STATED GOAL => Count how many lines of the rows below contain the word "jacket", and give only that number.

RECORDS =>
┄┄┄┄┄┄┄┄┄┄
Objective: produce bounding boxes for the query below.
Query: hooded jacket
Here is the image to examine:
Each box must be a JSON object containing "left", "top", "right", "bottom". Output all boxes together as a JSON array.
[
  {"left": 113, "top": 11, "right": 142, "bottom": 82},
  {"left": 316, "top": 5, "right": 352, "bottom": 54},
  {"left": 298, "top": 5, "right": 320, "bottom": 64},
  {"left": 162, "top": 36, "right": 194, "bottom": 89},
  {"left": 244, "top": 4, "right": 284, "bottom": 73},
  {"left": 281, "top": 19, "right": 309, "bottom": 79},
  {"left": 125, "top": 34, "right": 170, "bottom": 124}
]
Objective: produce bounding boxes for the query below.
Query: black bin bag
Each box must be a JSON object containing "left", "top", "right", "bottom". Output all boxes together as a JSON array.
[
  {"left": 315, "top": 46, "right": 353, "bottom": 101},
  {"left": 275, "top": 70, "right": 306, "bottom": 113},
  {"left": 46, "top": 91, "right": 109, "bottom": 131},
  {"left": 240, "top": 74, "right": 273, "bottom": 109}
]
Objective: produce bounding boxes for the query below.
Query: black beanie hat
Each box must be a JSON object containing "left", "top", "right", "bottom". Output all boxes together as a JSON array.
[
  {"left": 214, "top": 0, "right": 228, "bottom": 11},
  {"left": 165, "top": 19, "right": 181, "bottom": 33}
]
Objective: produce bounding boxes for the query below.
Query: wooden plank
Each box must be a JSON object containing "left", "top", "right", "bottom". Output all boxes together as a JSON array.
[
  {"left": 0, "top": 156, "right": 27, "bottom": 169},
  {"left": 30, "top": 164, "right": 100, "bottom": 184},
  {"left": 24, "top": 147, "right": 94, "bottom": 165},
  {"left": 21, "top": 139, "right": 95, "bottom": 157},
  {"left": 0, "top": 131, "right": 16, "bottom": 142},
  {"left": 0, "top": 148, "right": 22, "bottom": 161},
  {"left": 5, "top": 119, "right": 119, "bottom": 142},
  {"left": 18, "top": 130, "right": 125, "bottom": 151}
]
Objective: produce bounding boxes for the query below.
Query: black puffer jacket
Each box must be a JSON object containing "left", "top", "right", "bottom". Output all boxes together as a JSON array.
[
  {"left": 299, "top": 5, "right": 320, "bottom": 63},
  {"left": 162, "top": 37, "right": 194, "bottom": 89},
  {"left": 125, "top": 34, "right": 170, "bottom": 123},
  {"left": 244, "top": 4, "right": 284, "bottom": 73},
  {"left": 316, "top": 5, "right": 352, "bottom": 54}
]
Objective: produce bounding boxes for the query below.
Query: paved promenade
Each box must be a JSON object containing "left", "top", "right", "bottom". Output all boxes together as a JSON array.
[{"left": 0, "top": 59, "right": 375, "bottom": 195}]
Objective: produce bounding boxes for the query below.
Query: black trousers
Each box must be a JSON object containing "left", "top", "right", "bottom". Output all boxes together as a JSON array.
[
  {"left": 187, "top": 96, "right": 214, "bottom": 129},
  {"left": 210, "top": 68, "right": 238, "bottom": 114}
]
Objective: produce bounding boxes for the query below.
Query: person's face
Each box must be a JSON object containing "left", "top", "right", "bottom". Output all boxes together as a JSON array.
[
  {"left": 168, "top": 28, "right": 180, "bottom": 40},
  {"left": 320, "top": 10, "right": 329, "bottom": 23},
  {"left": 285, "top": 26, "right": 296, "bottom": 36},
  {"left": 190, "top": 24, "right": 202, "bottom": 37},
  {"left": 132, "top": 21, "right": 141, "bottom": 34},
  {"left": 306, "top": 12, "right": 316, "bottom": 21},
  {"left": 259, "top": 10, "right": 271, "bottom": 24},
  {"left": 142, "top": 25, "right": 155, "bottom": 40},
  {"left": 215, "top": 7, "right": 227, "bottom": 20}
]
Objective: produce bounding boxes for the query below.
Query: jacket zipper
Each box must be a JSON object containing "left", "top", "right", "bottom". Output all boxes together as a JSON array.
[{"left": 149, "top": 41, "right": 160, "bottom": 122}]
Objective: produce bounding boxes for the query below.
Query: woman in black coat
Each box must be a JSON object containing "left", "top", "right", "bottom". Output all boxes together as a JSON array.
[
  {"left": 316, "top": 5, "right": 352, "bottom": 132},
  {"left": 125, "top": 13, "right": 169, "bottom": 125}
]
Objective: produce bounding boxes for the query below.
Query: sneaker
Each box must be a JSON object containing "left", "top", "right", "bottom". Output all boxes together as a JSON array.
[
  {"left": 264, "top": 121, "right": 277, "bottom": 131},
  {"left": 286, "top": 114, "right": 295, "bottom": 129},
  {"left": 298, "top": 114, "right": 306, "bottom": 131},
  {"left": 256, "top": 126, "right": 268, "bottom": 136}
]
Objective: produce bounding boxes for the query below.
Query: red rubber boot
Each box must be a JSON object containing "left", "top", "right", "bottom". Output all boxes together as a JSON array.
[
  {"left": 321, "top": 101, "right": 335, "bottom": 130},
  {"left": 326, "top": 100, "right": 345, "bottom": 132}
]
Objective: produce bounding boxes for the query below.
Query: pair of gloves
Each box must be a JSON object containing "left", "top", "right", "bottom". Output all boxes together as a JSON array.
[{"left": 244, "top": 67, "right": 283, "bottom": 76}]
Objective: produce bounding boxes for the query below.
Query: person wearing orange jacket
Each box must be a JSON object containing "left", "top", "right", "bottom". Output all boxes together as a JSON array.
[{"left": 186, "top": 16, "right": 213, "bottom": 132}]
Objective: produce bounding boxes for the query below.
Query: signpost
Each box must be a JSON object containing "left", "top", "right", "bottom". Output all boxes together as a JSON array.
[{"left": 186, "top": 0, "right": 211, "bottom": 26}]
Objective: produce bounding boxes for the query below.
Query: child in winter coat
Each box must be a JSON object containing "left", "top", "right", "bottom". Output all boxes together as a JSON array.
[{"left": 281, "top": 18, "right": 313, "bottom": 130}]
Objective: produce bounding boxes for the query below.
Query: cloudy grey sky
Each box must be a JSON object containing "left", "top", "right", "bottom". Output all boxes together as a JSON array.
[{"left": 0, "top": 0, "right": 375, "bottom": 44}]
┄┄┄┄┄┄┄┄┄┄
FINISHED EXERCISE => 4